*To do*.
Reproduce the following material line for line, with no changes.

*Given entries*.
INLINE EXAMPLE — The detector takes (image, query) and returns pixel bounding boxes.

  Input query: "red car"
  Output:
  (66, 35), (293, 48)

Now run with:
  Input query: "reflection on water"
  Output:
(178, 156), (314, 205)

*Output for this exercise*.
INLINE EXAMPLE — The detector takes (image, query) and returns pixel bounding boxes.

  Input query: "red car"
  Output:
  (66, 35), (293, 48)

Now run with:
  Input query: "reflection on water"
  Output:
(178, 156), (314, 205)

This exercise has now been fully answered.